======== Texto de lectura

Me explicó que las clases de Periodismo se daban a la Cámara de Comptos, un edificio gótico del siglo XV bellísimo. En las piedras de sus paredes apoyé mi cabeza para dormitar beatíficamente durante las clases de Religión de don Fernando Blasi, tan erudito como soporífico... El fue el culpable de que me fuera al cine tantos días, a la sesión de las cinco de la tarde, en el gallinero. Pero bueno, no adelantemos acontecimientos.

Mi primera tertulia con Escrivá

1962.

Yo ya era de la Obra y acababa de hacer un curso anual de vocaciones recientes en Madrid. En agosto. Me enteré de que era posible que Escrivá fuera a Pamplona en septiembre, y me las arreglé para convencer a mi madre de la necesidad de estar en Pamplona en este mes. Mi primer encuentro con Escrivá en 1960 no había resultado demasiado positivo y sentía la necesidad de escucharle desde una nueva óptica.

Vino a Goimendi –el colegio mayor donde yo estaba- a mediados de septiembre. Eramos unas 20-25 numerarias. Entró en la sala de estar acompañado de Alvaro y de un chico joven vestido con un traje de color castaño que, a todas luces, le quedaba demasiado estrecho, sobre todo por detrás: le marcaba un “pompis”...

Escrivá se apresuró a calmar nuestra sorpresa:

-“Hijas mías, no os preocupéis, es don Javier: viene vestido de seglar para no llamar la atención.”

(Según nos dijeron después, Escrivá venía de Francia; pues bueno, ¿qué importaba si en el coche iban dos o más curas, teniendo en cuenta que el vehículo tenía los cristales tintados y cortinillas? -Lo comprobé a la salida-).

================
======== Entradas proporcionadas

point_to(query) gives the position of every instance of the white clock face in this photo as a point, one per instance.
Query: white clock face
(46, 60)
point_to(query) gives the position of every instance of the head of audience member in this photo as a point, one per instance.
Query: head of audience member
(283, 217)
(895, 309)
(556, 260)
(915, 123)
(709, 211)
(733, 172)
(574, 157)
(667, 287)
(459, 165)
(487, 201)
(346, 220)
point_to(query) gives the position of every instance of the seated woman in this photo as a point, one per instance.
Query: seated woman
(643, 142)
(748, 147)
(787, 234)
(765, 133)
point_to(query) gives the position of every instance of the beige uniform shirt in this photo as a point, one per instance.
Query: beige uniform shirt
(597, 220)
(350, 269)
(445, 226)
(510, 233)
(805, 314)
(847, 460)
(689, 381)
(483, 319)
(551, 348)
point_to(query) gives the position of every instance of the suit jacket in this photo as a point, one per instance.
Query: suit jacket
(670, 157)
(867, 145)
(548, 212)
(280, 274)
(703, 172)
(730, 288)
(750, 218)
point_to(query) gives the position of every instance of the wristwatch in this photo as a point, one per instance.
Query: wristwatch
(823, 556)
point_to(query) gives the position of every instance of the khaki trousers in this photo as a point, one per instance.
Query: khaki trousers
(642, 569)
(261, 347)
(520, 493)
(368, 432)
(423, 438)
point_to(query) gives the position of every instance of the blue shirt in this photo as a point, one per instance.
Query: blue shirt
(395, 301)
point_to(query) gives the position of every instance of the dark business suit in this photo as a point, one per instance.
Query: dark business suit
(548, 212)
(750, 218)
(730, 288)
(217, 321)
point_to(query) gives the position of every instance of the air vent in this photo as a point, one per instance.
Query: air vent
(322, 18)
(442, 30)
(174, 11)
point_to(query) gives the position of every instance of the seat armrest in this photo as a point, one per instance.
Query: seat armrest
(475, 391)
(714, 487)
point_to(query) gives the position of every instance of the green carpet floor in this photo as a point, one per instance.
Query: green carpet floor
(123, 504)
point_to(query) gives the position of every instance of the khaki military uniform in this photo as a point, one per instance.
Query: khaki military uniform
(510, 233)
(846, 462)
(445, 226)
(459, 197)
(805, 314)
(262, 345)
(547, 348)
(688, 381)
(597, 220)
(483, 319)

================
======== Entradas proporcionadas

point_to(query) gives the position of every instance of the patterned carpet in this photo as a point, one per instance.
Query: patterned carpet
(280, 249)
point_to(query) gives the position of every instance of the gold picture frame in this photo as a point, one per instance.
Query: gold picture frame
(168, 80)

================

Orden de trabajo 1:
Extrae del texto de lectura, sin cambiar nada, todo lo que va desde "(Según nos dijeron" hasta "a la salida-).".
Orden de trabajo 2:
Según el texto de lectura, ¿en qué edificio se daban las clases de Periodismo?

Solución del ejercicio 1:
(Según nos dijeron después, Escrivá venía de Francia; pues bueno, ¿qué importaba si en el coche iban dos o más curas, teniendo en cuenta que el vehículo tenía los cristales tintados y cortinillas? -Lo comprobé a la salida-).

Solución del ejercicio 2:
En la Cámara de Comptos, un edificio gótico del siglo XV.